**Work required:** Pull out every line of the data that contains the string "path", and copy each one. Case counts.

Start Task input

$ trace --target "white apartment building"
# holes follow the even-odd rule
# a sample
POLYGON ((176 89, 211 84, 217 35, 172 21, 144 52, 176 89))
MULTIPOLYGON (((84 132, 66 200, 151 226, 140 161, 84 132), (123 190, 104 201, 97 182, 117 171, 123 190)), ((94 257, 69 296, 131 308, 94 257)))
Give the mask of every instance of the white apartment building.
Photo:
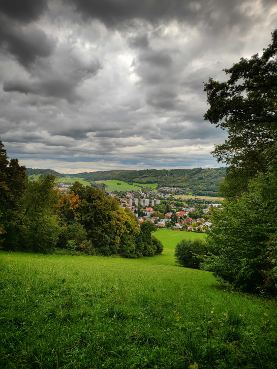
POLYGON ((151 200, 151 206, 154 206, 156 204, 160 204, 160 200, 154 199, 151 200))
POLYGON ((136 199, 135 197, 131 197, 129 201, 129 204, 131 206, 133 205, 137 206, 138 205, 138 199, 136 199))
POLYGON ((140 204, 143 208, 146 208, 149 205, 149 199, 141 199, 140 204))

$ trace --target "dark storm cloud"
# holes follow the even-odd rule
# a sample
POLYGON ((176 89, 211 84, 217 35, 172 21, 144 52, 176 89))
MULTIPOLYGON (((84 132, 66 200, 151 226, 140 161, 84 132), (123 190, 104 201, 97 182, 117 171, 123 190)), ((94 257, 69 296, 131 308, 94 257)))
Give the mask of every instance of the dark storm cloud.
POLYGON ((48 9, 47 0, 1 0, 1 12, 19 22, 37 19, 48 9))
POLYGON ((270 43, 275 3, 1 1, 8 152, 68 173, 217 166, 203 82, 270 43))
POLYGON ((241 13, 236 6, 241 3, 241 1, 65 0, 65 2, 72 4, 85 18, 90 17, 98 19, 107 27, 121 27, 119 25, 122 22, 135 19, 154 23, 162 20, 178 19, 191 24, 202 20, 203 16, 205 17, 205 23, 212 25, 215 22, 211 13, 218 10, 228 14, 229 23, 232 24, 240 18, 241 13))
POLYGON ((51 55, 55 42, 35 26, 24 29, 16 25, 13 27, 2 22, 0 24, 0 44, 21 64, 27 66, 37 57, 46 58, 51 55))
POLYGON ((134 37, 130 37, 129 44, 131 47, 145 48, 149 46, 147 34, 138 35, 134 37))
POLYGON ((74 81, 49 79, 44 82, 30 83, 28 82, 8 81, 4 83, 5 92, 16 92, 22 93, 32 93, 41 96, 50 96, 66 98, 73 101, 77 98, 74 81))

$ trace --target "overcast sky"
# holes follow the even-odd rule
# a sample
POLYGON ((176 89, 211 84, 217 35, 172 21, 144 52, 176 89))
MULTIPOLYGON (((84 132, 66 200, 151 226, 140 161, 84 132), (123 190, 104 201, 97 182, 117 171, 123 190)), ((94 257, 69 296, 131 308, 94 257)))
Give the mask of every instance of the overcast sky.
POLYGON ((203 82, 277 20, 276 0, 1 0, 0 140, 63 173, 220 166, 203 82))

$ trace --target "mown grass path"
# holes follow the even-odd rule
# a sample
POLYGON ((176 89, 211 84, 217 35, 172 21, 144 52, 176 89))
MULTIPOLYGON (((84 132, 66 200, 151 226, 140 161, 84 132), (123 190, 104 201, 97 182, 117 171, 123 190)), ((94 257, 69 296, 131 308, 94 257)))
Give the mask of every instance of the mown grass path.
POLYGON ((0 367, 276 368, 275 303, 177 266, 173 253, 0 253, 0 367))

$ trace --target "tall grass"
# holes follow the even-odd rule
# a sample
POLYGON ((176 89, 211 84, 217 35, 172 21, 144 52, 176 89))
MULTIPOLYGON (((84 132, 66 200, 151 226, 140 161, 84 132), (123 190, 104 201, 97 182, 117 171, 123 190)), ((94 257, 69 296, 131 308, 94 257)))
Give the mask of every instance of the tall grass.
POLYGON ((275 302, 177 267, 173 252, 0 253, 0 367, 274 368, 275 302))

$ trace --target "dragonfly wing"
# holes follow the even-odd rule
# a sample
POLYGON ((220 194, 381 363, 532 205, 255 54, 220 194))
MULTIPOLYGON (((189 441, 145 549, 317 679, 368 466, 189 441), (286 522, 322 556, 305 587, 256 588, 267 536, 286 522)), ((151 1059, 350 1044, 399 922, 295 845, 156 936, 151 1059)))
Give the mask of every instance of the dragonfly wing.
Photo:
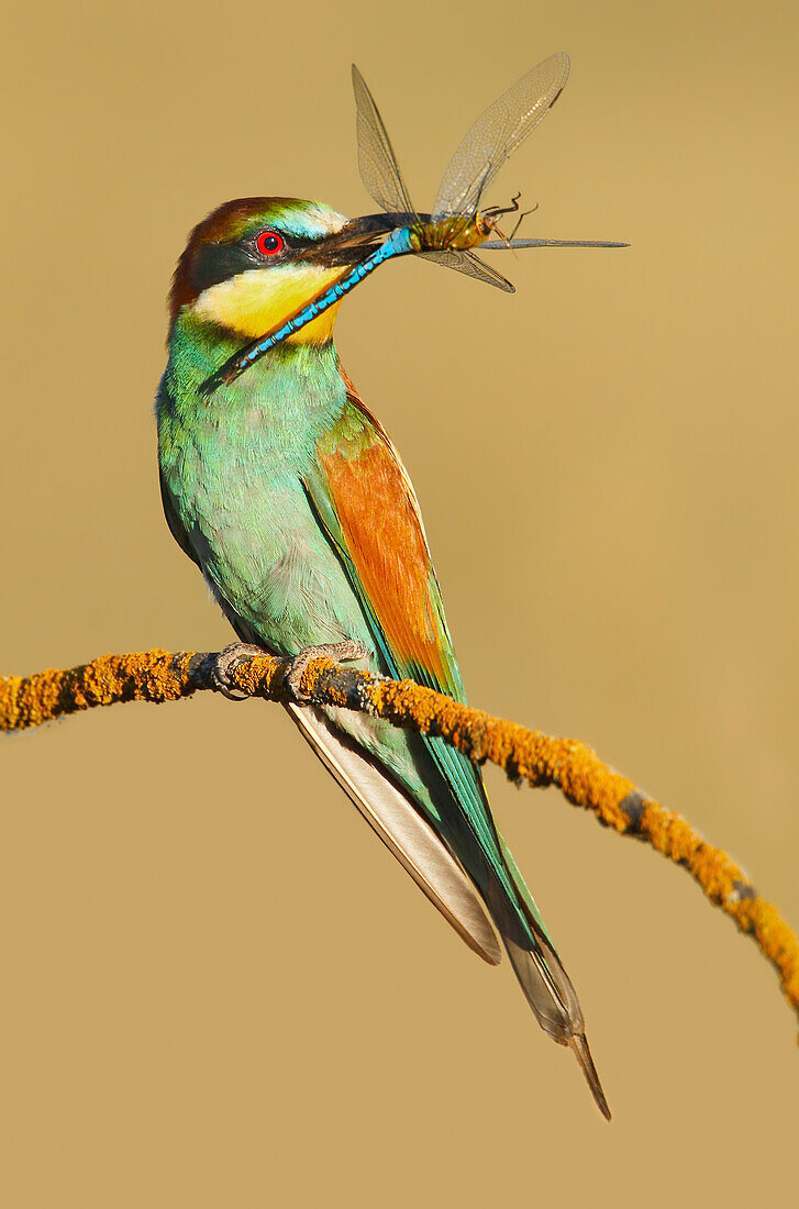
POLYGON ((366 81, 354 63, 352 87, 355 93, 358 170, 366 192, 389 214, 398 210, 415 214, 392 140, 366 81))
POLYGON ((474 214, 482 193, 508 156, 552 108, 563 91, 568 73, 568 54, 551 54, 488 106, 469 129, 444 173, 433 206, 434 220, 451 214, 474 214))
POLYGON ((504 290, 505 294, 516 293, 515 287, 510 284, 506 277, 498 273, 491 265, 486 265, 485 260, 480 260, 473 251, 423 251, 419 255, 423 260, 432 260, 433 264, 441 265, 444 268, 454 268, 458 273, 474 277, 476 282, 485 282, 486 285, 496 285, 497 289, 504 290))

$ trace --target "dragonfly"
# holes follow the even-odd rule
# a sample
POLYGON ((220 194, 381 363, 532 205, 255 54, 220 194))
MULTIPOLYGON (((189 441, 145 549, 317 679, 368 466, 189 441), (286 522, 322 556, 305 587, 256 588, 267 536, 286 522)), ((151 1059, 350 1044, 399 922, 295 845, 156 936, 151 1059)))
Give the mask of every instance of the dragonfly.
POLYGON ((380 265, 395 256, 421 256, 514 293, 511 283, 481 260, 475 254, 475 248, 491 251, 521 248, 626 248, 625 243, 604 239, 504 238, 499 232, 499 222, 503 215, 519 212, 520 195, 508 207, 481 209, 482 198, 505 160, 546 116, 561 96, 568 74, 568 54, 551 54, 490 105, 471 125, 450 160, 432 212, 419 214, 411 201, 380 110, 366 81, 353 64, 358 168, 366 192, 383 214, 352 220, 337 236, 328 238, 325 248, 329 253, 337 250, 340 256, 348 253, 358 260, 352 271, 332 287, 322 290, 278 328, 231 357, 207 380, 203 392, 210 394, 219 386, 233 382, 250 365, 340 302, 380 265), (384 236, 387 232, 383 242, 374 251, 369 251, 376 236, 384 236))

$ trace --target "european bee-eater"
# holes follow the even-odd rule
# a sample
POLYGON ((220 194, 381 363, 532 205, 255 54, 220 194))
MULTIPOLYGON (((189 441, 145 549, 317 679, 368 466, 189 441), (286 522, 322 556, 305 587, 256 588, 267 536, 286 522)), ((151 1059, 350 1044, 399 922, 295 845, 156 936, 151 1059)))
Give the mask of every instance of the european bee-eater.
MULTIPOLYGON (((221 206, 193 230, 172 287, 157 398, 163 503, 242 642, 290 656, 354 642, 367 652, 359 666, 464 700, 413 487, 340 364, 337 305, 235 381, 201 389, 401 221, 347 220, 317 202, 257 197, 221 206)), ((574 1051, 609 1117, 577 994, 479 769, 439 739, 360 713, 301 701, 286 710, 490 965, 500 960, 499 935, 542 1028, 574 1051)))

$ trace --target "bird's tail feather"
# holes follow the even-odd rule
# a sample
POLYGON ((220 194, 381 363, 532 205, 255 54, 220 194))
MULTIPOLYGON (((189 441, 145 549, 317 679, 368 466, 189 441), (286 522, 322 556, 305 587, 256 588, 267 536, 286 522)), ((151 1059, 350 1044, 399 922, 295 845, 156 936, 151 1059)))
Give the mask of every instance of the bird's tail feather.
MULTIPOLYGON (((513 863, 510 867, 515 868, 513 863)), ((527 887, 523 886, 523 890, 526 891, 527 887)), ((532 947, 519 943, 517 927, 515 920, 509 918, 511 912, 506 898, 492 895, 488 901, 491 915, 502 936, 514 973, 544 1031, 558 1045, 568 1046, 573 1051, 600 1112, 609 1121, 610 1109, 591 1058, 585 1036, 583 1008, 572 985, 572 979, 566 973, 552 942, 539 922, 538 910, 531 909, 527 902, 529 895, 522 892, 520 887, 519 897, 528 929, 534 937, 532 947)))

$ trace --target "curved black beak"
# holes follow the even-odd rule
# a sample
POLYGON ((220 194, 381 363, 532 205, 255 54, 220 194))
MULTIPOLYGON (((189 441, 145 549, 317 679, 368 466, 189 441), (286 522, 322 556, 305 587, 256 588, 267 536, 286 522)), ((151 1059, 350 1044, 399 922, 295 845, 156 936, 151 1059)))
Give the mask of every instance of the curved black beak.
POLYGON ((393 231, 400 231, 403 227, 428 219, 428 214, 399 210, 393 214, 364 214, 361 218, 349 219, 334 235, 317 241, 303 253, 303 260, 314 260, 329 266, 358 265, 371 256, 375 248, 393 231))

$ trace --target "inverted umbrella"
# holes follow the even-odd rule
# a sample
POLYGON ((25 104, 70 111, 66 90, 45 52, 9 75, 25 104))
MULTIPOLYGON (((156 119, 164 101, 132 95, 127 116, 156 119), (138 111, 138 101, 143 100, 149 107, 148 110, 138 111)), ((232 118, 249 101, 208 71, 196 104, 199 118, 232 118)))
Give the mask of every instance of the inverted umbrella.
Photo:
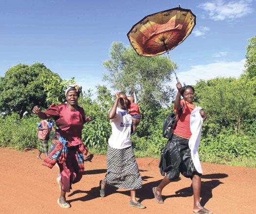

End Task input

**Response to this exercise:**
$ trace --target "mown grass path"
Give the mask of every instance of the mown grass path.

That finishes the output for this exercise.